* [EXTRACTED ENTRIES]:

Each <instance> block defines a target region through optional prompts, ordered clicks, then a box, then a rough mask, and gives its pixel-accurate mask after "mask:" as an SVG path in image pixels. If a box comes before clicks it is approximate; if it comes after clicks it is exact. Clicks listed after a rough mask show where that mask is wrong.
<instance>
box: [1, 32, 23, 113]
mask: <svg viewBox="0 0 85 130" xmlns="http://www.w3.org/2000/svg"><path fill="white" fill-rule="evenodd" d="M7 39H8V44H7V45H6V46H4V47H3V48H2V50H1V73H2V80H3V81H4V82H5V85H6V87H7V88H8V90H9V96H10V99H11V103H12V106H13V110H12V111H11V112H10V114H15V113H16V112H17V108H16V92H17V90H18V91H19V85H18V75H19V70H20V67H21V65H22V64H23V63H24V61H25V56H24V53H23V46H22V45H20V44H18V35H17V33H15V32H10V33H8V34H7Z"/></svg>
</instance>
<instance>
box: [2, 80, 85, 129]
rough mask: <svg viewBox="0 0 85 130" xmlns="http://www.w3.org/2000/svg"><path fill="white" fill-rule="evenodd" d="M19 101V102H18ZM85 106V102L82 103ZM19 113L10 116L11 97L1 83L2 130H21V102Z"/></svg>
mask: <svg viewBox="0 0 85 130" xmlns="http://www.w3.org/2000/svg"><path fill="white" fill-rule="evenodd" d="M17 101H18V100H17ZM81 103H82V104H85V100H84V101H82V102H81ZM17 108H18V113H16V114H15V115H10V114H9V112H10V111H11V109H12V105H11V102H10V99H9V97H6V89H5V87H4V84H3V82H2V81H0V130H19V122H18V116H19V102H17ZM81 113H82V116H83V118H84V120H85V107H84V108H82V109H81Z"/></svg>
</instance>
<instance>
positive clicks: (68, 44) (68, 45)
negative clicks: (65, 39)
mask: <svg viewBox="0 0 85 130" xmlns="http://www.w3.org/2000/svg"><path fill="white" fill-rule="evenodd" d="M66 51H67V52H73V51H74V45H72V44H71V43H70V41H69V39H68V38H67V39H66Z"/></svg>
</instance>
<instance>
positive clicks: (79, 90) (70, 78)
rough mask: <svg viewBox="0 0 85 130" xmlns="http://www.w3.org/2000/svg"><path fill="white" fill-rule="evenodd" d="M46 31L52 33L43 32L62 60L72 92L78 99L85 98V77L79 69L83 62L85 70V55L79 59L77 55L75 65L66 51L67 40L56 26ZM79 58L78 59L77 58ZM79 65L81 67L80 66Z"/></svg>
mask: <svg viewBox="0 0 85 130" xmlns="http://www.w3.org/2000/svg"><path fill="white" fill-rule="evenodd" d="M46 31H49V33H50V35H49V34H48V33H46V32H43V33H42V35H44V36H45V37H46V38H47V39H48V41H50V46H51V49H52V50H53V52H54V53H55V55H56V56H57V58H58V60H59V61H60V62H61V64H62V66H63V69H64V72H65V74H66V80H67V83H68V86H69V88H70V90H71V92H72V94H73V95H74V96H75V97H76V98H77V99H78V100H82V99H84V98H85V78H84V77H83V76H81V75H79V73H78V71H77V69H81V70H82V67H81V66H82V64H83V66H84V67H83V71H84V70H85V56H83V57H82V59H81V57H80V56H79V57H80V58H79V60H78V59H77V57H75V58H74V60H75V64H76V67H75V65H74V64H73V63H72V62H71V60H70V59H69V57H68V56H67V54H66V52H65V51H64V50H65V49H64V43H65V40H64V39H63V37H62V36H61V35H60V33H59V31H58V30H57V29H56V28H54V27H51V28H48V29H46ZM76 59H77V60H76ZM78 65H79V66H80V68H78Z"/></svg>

* [BRIEF]:
Each line of the listing must appear in the answer exactly as above.

* [TASK RESULT]:
Each <instance> block defines a target region through optional prompts, ordered clicks, then a box, then a rough mask, and gives its pixel-accurate mask after "mask:" as an SVG path in image pixels. If a box comes before clicks it is approximate; if it comes after clicks it is exact. Clicks listed after a rough mask show where that mask is wrong.
<instance>
box: [1, 32, 23, 113]
mask: <svg viewBox="0 0 85 130" xmlns="http://www.w3.org/2000/svg"><path fill="white" fill-rule="evenodd" d="M7 39H8V44H7V45H6V46H4V47H3V48H2V50H1V73H2V80H3V81H4V82H5V85H6V87H7V88H8V90H9V96H10V99H11V103H12V106H13V110H12V111H11V112H10V114H15V113H16V112H17V108H16V92H17V90H18V91H19V85H18V75H19V70H20V67H21V65H22V64H23V63H24V61H25V56H24V53H23V46H22V45H20V44H18V35H17V33H15V32H10V33H8V34H7Z"/></svg>
</instance>
<instance>
box: [2, 80, 85, 129]
rough mask: <svg viewBox="0 0 85 130" xmlns="http://www.w3.org/2000/svg"><path fill="white" fill-rule="evenodd" d="M19 101V102H18ZM85 106V102L82 103ZM19 113L10 116L11 97L1 83L2 130H21V102Z"/></svg>
mask: <svg viewBox="0 0 85 130" xmlns="http://www.w3.org/2000/svg"><path fill="white" fill-rule="evenodd" d="M17 101H18V100H17ZM81 103H82V104H85V100H84V101H82V102H81ZM17 108H18V113H16V114H15V115H10V114H9V112H10V111H11V109H12V105H11V102H10V99H9V97H6V89H5V87H4V84H3V82H2V81H0V130H19V122H18V116H19V102H17ZM81 113H82V116H83V118H84V120H85V107H84V108H82V109H81Z"/></svg>
</instance>
<instance>
positive clicks: (68, 44) (68, 45)
negative clicks: (65, 39)
mask: <svg viewBox="0 0 85 130" xmlns="http://www.w3.org/2000/svg"><path fill="white" fill-rule="evenodd" d="M66 51H67V52H73V51H74V45H72V44H71V43H70V41H69V39H68V38H67V39H66Z"/></svg>
</instance>
<instance>
positive clicks: (79, 90) (70, 78)
rough mask: <svg viewBox="0 0 85 130" xmlns="http://www.w3.org/2000/svg"><path fill="white" fill-rule="evenodd" d="M46 31L52 33L43 32L62 60L72 92L78 99L85 98V77L79 69L83 62L85 70V55L79 59L77 55L75 65L66 51L67 40L56 26ZM79 58L78 59L77 58ZM79 65L81 67L80 66Z"/></svg>
mask: <svg viewBox="0 0 85 130" xmlns="http://www.w3.org/2000/svg"><path fill="white" fill-rule="evenodd" d="M46 31H49V33H50V35H49V34H48V33H46V32H43V33H42V35H44V36H45V37H46V38H47V39H48V41H50V46H51V49H52V50H53V52H54V53H55V55H56V56H57V58H58V60H59V61H60V62H61V64H62V66H63V69H64V72H65V74H66V80H67V83H68V86H69V88H70V90H71V92H72V94H73V95H74V96H75V97H76V98H77V99H78V100H82V99H84V98H85V78H84V77H83V76H81V75H79V73H78V71H77V69H81V70H82V67H81V66H82V64H83V66H84V67H83V71H84V70H85V56H83V57H82V59H81V57H80V56H79V57H80V58H79V60H78V59H77V57H75V58H74V60H75V64H76V67H75V65H74V64H73V63H72V62H71V60H70V59H69V57H68V56H67V54H66V52H65V51H64V50H65V49H64V43H65V40H64V39H63V37H62V36H61V35H60V33H59V31H58V30H57V29H56V28H54V27H51V28H48V29H46ZM76 59H77V60H76ZM78 65H79V66H80V68H78Z"/></svg>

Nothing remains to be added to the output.